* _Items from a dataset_
= Beginning of Section =
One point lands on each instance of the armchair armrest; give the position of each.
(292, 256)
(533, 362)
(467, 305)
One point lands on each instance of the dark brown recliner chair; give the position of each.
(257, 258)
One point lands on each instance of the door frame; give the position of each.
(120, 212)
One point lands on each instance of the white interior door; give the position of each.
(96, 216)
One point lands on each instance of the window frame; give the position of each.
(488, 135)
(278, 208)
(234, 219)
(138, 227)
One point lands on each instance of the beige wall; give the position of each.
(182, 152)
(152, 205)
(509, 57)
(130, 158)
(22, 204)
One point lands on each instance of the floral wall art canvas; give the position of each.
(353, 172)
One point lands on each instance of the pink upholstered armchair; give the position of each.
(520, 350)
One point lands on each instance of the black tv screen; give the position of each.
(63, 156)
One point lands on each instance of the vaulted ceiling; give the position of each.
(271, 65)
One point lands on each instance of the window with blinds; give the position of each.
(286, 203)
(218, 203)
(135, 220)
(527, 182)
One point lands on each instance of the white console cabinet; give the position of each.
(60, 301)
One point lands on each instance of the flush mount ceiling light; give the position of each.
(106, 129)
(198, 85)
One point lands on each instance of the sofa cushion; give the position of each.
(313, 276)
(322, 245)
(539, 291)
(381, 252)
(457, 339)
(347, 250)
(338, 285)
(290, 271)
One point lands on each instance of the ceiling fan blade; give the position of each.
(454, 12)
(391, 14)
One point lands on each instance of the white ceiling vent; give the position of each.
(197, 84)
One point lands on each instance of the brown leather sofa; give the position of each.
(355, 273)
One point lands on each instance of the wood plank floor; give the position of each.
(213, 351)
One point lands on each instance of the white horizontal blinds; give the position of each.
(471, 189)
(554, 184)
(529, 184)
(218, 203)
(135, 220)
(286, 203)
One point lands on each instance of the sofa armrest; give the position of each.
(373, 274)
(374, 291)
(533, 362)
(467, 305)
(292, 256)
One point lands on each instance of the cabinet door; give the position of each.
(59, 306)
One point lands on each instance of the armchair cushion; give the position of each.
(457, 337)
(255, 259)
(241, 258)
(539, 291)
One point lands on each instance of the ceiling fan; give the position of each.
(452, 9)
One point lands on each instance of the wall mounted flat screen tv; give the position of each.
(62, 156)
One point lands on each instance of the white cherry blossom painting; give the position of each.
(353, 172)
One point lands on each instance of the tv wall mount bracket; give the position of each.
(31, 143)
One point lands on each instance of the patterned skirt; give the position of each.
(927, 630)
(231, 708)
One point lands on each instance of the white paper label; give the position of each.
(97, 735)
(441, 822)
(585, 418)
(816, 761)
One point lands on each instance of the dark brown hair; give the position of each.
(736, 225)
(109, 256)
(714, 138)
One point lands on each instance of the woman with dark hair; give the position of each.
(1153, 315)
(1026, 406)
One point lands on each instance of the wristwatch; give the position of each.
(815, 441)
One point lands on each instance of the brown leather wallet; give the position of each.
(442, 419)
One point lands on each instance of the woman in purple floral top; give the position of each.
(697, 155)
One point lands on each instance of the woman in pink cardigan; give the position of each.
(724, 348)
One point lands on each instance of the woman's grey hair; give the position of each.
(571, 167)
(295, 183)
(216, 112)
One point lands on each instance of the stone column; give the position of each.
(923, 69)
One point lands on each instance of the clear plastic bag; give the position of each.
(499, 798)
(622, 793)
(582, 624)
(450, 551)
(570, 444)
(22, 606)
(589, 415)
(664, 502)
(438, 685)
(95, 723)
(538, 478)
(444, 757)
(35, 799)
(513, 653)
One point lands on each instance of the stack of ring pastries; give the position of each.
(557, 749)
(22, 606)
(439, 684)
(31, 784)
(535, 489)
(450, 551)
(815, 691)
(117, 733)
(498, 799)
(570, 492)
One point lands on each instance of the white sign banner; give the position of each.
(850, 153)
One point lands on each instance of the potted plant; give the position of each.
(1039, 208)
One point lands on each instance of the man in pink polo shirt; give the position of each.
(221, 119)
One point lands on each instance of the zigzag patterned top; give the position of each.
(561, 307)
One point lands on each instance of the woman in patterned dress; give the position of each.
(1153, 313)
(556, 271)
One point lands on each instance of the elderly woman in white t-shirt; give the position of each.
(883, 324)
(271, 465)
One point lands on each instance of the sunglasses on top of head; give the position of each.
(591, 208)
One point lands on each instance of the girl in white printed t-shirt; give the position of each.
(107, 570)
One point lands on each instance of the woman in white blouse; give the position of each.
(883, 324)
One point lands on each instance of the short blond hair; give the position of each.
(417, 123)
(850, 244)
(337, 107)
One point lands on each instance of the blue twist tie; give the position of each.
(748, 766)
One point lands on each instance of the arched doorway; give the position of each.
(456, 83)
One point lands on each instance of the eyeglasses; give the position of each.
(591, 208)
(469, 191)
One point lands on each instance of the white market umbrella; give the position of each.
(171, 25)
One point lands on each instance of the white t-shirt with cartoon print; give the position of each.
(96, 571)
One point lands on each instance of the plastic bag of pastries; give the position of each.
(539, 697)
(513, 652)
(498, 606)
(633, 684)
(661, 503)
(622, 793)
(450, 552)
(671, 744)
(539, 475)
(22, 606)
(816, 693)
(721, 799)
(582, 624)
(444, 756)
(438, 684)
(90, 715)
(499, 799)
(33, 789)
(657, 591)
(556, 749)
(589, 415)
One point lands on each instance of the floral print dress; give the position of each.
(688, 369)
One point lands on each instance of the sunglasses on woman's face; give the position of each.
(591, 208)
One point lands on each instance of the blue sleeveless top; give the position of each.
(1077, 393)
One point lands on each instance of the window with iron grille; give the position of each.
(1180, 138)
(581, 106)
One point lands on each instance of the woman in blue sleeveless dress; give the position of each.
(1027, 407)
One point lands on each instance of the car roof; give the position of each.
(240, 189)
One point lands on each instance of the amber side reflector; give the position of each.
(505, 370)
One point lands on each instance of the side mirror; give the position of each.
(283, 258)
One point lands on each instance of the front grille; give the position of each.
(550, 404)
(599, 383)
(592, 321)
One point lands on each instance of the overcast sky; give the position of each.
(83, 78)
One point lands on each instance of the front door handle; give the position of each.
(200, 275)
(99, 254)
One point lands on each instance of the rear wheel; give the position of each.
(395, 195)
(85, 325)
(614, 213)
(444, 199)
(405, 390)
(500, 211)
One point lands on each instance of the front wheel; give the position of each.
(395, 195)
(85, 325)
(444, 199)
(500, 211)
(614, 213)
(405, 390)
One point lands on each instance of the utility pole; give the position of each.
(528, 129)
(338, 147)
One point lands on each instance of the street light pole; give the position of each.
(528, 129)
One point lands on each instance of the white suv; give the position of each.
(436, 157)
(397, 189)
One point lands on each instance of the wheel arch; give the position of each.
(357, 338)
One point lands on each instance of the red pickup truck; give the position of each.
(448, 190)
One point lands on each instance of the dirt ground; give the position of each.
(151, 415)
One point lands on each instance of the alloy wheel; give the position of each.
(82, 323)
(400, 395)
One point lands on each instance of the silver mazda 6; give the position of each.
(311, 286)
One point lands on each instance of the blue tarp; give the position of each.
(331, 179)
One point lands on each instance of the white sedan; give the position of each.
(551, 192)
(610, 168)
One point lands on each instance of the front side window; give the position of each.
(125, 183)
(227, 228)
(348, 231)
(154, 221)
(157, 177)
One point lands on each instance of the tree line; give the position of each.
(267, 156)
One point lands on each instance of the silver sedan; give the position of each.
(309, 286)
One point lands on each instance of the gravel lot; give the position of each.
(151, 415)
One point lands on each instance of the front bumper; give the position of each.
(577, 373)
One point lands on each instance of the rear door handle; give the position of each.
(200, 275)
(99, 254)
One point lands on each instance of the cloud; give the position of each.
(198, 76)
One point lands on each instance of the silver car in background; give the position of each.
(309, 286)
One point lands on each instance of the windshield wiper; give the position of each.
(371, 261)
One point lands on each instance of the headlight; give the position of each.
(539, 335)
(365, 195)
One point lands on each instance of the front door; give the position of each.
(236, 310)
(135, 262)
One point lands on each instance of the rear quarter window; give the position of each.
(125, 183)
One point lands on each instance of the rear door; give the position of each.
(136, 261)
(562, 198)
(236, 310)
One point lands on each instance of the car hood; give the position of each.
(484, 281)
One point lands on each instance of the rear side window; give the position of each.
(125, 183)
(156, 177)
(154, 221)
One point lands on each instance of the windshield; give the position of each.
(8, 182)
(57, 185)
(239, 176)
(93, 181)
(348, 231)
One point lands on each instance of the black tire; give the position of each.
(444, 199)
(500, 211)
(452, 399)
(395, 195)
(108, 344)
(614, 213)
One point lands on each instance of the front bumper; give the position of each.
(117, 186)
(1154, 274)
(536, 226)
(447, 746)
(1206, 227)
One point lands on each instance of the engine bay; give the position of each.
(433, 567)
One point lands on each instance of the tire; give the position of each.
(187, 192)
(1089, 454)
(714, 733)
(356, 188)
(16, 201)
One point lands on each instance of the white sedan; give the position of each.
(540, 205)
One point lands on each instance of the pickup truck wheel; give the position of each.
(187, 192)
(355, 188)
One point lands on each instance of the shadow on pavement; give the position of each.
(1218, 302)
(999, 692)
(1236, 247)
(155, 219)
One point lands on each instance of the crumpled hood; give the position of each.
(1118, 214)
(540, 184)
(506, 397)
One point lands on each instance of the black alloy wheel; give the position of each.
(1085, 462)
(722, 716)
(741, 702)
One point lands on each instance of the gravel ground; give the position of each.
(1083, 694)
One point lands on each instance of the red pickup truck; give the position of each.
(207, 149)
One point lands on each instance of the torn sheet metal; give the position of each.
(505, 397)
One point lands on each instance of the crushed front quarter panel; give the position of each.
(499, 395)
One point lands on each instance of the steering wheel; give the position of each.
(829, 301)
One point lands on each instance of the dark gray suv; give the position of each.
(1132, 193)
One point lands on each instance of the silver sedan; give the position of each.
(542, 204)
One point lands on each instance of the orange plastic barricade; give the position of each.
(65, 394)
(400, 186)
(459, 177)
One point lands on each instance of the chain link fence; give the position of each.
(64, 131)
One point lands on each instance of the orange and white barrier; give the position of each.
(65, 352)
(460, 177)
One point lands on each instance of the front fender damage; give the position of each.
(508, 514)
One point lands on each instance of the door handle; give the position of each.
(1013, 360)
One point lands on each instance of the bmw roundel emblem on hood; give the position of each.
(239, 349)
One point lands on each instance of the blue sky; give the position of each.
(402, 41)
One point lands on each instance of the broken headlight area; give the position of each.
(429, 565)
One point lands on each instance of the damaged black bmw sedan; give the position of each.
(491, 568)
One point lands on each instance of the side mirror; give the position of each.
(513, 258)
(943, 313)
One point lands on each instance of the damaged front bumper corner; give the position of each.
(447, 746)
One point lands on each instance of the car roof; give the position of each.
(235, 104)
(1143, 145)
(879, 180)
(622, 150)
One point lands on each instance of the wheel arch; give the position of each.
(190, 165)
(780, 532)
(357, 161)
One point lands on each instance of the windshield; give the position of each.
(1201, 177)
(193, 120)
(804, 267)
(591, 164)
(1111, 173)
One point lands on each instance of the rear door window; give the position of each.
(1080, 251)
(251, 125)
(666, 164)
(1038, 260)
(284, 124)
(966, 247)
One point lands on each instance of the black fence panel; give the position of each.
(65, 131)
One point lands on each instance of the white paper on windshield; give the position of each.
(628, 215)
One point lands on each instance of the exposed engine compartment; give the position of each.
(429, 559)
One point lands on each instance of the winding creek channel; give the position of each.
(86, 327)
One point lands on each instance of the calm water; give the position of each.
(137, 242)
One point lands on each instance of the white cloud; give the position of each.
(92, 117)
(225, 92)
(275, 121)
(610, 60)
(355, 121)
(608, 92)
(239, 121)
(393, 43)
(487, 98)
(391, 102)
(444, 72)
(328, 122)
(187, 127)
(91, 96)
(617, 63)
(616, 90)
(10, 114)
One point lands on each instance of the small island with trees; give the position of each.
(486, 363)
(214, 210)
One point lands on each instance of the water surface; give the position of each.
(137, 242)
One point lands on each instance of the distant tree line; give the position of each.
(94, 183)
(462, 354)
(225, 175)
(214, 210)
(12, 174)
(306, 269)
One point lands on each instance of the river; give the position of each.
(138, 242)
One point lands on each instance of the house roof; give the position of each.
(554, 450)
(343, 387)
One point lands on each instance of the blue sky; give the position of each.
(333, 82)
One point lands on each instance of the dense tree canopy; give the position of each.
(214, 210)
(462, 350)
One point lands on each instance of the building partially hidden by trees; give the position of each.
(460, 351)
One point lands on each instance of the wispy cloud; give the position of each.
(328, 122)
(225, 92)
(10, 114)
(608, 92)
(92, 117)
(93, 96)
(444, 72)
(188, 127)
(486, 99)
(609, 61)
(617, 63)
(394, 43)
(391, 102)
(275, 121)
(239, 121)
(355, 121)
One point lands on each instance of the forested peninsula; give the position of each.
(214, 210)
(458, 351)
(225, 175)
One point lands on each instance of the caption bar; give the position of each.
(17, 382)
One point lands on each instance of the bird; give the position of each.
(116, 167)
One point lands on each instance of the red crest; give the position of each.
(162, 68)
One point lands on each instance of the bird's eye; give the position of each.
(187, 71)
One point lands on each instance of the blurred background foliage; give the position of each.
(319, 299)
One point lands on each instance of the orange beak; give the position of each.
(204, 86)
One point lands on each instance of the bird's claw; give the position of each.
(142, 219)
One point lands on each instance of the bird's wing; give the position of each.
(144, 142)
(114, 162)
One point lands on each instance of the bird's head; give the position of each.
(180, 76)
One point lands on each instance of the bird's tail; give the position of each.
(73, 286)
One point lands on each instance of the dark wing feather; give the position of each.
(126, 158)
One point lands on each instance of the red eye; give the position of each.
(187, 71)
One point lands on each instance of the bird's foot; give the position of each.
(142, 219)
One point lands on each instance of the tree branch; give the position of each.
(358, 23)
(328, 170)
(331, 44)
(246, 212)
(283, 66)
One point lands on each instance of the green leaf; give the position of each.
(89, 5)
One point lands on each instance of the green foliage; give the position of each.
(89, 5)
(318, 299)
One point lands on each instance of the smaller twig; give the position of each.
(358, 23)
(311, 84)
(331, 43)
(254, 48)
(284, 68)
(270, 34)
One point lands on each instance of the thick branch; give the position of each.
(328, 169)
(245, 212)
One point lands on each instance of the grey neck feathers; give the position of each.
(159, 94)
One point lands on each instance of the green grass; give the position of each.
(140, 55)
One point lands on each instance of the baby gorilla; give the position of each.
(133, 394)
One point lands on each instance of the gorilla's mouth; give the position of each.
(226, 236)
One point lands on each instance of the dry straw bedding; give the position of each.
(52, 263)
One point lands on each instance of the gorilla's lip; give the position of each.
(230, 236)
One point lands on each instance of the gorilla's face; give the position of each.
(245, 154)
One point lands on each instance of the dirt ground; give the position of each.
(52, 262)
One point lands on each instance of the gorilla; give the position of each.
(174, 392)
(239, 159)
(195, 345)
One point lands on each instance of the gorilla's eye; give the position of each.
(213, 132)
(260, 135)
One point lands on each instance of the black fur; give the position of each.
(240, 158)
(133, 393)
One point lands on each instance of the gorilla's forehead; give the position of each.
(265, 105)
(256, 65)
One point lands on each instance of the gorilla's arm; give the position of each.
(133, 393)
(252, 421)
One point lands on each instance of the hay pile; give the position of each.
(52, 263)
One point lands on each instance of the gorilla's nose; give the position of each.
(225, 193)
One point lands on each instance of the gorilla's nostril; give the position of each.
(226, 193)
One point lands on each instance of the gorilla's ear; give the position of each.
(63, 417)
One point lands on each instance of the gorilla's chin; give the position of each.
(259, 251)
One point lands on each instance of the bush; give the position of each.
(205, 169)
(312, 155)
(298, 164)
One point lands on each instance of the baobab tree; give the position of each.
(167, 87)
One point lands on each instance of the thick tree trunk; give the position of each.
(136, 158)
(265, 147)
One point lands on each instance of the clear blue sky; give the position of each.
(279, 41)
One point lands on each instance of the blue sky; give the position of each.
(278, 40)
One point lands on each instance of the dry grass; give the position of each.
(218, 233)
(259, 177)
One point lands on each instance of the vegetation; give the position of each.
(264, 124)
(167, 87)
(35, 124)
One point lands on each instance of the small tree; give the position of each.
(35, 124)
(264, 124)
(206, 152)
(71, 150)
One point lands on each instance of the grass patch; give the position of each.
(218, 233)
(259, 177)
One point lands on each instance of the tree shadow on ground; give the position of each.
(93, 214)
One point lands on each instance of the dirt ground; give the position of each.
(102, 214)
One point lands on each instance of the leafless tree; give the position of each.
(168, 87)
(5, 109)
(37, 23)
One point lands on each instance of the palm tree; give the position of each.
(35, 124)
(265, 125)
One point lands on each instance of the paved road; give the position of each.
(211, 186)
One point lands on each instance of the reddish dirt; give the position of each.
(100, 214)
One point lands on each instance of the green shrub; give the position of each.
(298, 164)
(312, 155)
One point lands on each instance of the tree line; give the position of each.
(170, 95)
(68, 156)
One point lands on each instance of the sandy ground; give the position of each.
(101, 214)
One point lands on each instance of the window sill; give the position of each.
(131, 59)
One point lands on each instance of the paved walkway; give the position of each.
= End of Section =
* _INSTRUCTIONS TO FOLLOW_
Print the line with "One point lands on each instance of the vegetation;" and every line after it in the entries above, exactly as written. Leave out all other lines.

* _OUTPUT OF THE TASK_
One point lands on each instance of the vegetation; give the position of each.
(264, 124)
(167, 87)
(35, 124)
One point lands on each instance of the small tree; give the position of each.
(35, 124)
(264, 124)
(206, 152)
(71, 150)
One point lands on each instance of the grass patch; give the position of each.
(218, 233)
(259, 177)
One point lands on each instance of the tree shadow on ground; give the position of each.
(93, 214)
One point lands on each instance of the dirt ground; give the position of each.
(102, 214)
One point lands on each instance of the leafless tree; give the position of each.
(168, 87)
(5, 109)
(37, 23)
One point lands on each instance of the palm tree; give the position of each.
(35, 124)
(265, 125)
One point lands on each instance of the paved road; give the position of each.
(211, 186)
One point lands on each instance of the reddish dirt; give the position of each.
(100, 214)
One point lands on each instance of the green shrub; give the position of each.
(298, 164)
(312, 155)
One point lands on each instance of the tree line; give the position of each.
(170, 95)
(68, 156)
One point lands on each instance of the sandy ground; give the position of each.
(101, 214)
One point lands on each instance of the window sill; give the position of each.
(131, 59)
One point lands on each instance of the paved walkway; give the position of each.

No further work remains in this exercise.